→ **Work required**
Convert all of the lines below into a Markdown table with two columns, "Row" for the row number and "Text" for the line, and leave out any blank lines.

→ **Provided data**
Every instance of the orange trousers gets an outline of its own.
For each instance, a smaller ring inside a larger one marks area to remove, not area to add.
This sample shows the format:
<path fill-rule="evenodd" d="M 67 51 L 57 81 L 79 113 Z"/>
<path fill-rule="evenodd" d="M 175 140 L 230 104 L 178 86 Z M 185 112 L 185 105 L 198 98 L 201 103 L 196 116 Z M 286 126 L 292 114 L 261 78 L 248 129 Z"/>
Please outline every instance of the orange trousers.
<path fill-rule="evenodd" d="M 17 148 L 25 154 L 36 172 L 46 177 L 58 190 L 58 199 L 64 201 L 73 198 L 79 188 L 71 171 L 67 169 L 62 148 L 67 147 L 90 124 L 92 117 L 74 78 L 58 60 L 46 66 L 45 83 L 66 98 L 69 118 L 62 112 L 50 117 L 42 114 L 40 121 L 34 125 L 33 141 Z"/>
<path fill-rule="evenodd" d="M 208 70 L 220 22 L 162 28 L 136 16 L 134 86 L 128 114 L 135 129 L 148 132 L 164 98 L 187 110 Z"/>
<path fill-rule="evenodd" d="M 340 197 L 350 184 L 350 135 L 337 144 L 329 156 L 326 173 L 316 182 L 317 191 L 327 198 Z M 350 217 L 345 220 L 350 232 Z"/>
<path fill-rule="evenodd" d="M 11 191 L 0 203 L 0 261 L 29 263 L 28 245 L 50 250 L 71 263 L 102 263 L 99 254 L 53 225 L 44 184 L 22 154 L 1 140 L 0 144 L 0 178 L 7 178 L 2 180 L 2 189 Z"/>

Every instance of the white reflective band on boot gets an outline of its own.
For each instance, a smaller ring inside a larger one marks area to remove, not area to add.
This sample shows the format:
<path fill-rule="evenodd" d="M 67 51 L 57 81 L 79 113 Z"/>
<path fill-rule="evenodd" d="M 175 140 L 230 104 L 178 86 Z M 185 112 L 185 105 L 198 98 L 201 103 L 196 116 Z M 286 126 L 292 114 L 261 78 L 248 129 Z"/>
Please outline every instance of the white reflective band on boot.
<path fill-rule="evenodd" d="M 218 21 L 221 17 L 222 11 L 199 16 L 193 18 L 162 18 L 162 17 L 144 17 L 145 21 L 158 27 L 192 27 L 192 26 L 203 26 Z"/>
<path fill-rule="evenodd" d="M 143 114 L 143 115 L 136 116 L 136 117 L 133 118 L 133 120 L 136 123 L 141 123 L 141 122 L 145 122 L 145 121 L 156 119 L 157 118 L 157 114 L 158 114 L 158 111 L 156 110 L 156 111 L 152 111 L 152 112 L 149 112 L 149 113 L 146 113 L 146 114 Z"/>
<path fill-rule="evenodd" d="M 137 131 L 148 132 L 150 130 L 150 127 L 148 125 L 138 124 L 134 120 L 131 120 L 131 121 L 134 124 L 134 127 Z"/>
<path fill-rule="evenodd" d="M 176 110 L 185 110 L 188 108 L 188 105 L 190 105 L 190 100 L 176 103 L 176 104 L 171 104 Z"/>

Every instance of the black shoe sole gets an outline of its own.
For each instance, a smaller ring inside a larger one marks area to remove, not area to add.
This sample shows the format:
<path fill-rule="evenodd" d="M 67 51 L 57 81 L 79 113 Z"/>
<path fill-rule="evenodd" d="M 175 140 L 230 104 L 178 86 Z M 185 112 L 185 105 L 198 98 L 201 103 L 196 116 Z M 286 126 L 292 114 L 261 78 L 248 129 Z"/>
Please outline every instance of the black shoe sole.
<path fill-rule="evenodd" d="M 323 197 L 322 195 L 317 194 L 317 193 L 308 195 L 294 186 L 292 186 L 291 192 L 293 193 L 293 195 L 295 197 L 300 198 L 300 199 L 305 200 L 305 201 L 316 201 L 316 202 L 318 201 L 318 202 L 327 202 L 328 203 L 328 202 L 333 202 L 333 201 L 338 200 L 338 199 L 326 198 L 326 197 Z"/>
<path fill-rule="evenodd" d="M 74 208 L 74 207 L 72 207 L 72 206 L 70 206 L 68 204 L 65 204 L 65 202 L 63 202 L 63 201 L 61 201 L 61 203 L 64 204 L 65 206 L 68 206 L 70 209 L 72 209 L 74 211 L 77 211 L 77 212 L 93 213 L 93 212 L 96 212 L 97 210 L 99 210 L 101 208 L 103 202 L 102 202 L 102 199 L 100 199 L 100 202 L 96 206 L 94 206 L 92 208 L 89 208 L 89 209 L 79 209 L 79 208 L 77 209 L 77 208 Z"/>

→ **Answer to this task**
| Row | Text |
|---|---|
| 1 | Every instance of the orange trousers gets an outline of its own. |
| 2 | For each instance, a smaller ring inside a larger one marks area to remove, not area to add. |
| 3 | This sample shows the format: |
| 4 | <path fill-rule="evenodd" d="M 67 51 L 57 81 L 79 113 Z"/> |
| 5 | <path fill-rule="evenodd" d="M 175 140 L 230 104 L 178 86 Z M 185 112 L 185 105 L 198 98 L 201 103 L 196 116 Z M 286 126 L 292 114 L 261 78 L 248 129 Z"/> |
| 6 | Please outline every instance of the orange trousers. |
| 7 | <path fill-rule="evenodd" d="M 17 148 L 25 154 L 36 172 L 46 177 L 58 190 L 58 199 L 64 201 L 73 198 L 79 188 L 71 171 L 67 169 L 62 148 L 67 147 L 90 124 L 92 117 L 74 78 L 58 60 L 46 66 L 45 83 L 66 98 L 69 118 L 62 112 L 50 117 L 42 114 L 40 121 L 34 125 L 33 141 Z"/> |
| 8 | <path fill-rule="evenodd" d="M 208 70 L 220 22 L 162 28 L 136 16 L 134 86 L 128 114 L 135 129 L 148 132 L 164 98 L 187 110 Z"/> |
| 9 | <path fill-rule="evenodd" d="M 340 197 L 350 184 L 350 135 L 337 144 L 329 156 L 326 173 L 316 182 L 317 191 L 327 198 Z M 350 217 L 345 220 L 350 232 Z"/> |
| 10 | <path fill-rule="evenodd" d="M 11 191 L 0 203 L 0 261 L 29 263 L 28 245 L 50 250 L 71 263 L 102 263 L 99 254 L 53 225 L 44 184 L 22 154 L 1 140 L 0 144 L 0 178 L 7 178 L 2 180 L 2 189 Z"/> |
| 11 | Every instance of the white reflective band on boot gets an outline of its own. |
| 12 | For each instance, a smaller ring inside a larger one marks area to remove, not area to add. |
| 13 | This sample shows the format: |
| 14 | <path fill-rule="evenodd" d="M 67 51 L 57 81 L 79 113 Z"/> |
| 15 | <path fill-rule="evenodd" d="M 175 140 L 230 104 L 178 86 Z M 185 112 L 185 105 L 198 98 L 201 103 L 196 116 Z M 286 126 L 292 114 L 261 78 L 248 129 Z"/> |
| 16 | Please outline every instance of the white reflective band on boot. |
| 17 | <path fill-rule="evenodd" d="M 218 21 L 221 17 L 222 11 L 199 16 L 193 18 L 162 18 L 162 17 L 144 17 L 145 21 L 158 27 L 192 27 L 192 26 L 203 26 Z"/> |
| 18 | <path fill-rule="evenodd" d="M 143 114 L 143 115 L 136 116 L 136 117 L 133 118 L 133 120 L 136 123 L 141 123 L 141 122 L 145 122 L 145 121 L 156 119 L 157 118 L 157 114 L 158 114 L 158 111 L 156 110 L 156 111 L 152 111 L 152 112 L 149 112 L 149 113 L 146 113 L 146 114 Z"/> |
| 19 | <path fill-rule="evenodd" d="M 137 131 L 148 132 L 150 130 L 150 127 L 148 125 L 138 124 L 134 120 L 131 120 L 131 121 L 134 124 L 134 127 Z"/> |
| 20 | <path fill-rule="evenodd" d="M 176 110 L 185 110 L 188 108 L 188 105 L 190 105 L 190 100 L 176 103 L 176 104 L 171 104 Z"/> |
| 21 | Every instance of the black shoe sole gets an outline of its own. |
| 22 | For each instance, a smaller ring inside a larger one marks area to remove, not area to add. |
| 23 | This sample shows the format: |
| 24 | <path fill-rule="evenodd" d="M 67 51 L 57 81 L 79 113 Z"/> |
| 25 | <path fill-rule="evenodd" d="M 175 140 L 230 104 L 178 86 Z M 185 112 L 185 105 L 198 98 L 201 103 L 196 116 Z M 286 126 L 292 114 L 261 78 L 248 129 Z"/> |
| 26 | Please outline every instance of the black shoe sole. |
| 27 | <path fill-rule="evenodd" d="M 323 197 L 322 195 L 317 194 L 317 193 L 308 195 L 294 186 L 292 186 L 291 192 L 293 193 L 293 195 L 295 197 L 300 198 L 300 199 L 305 200 L 305 201 L 316 201 L 316 202 L 318 201 L 318 202 L 327 202 L 328 203 L 328 202 L 333 202 L 333 201 L 338 200 L 338 199 L 326 198 L 326 197 Z"/> |
| 28 | <path fill-rule="evenodd" d="M 74 208 L 74 207 L 72 207 L 72 206 L 70 206 L 68 204 L 65 204 L 65 202 L 63 202 L 63 201 L 61 201 L 61 203 L 64 204 L 65 206 L 68 206 L 70 209 L 72 209 L 74 211 L 77 211 L 77 212 L 93 213 L 93 212 L 96 212 L 97 210 L 99 210 L 101 208 L 103 202 L 102 202 L 102 199 L 100 199 L 100 202 L 96 206 L 94 206 L 92 208 L 89 208 L 89 209 L 79 209 L 79 208 L 77 209 L 77 208 Z"/> |